((
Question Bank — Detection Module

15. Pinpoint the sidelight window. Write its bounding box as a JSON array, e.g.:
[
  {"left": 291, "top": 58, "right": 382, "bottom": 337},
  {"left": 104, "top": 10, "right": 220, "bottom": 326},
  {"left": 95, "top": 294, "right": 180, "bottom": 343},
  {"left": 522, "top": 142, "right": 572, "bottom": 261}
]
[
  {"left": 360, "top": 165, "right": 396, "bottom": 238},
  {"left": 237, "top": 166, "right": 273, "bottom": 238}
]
))
• **Task requirements**: Can you give these rows again with "sidelight window" swapped for "transom window" and nothing else changed?

• **Task output**:
Question Bank — Detection Module

15. Pinpoint the transom window. Write its bounding box as a JSON array, e.g.:
[
  {"left": 291, "top": 58, "right": 382, "bottom": 337},
  {"left": 104, "top": 10, "right": 220, "bottom": 326},
  {"left": 95, "top": 294, "right": 180, "bottom": 343},
  {"left": 522, "top": 142, "right": 572, "bottom": 261}
]
[
  {"left": 360, "top": 165, "right": 396, "bottom": 238},
  {"left": 237, "top": 166, "right": 273, "bottom": 238}
]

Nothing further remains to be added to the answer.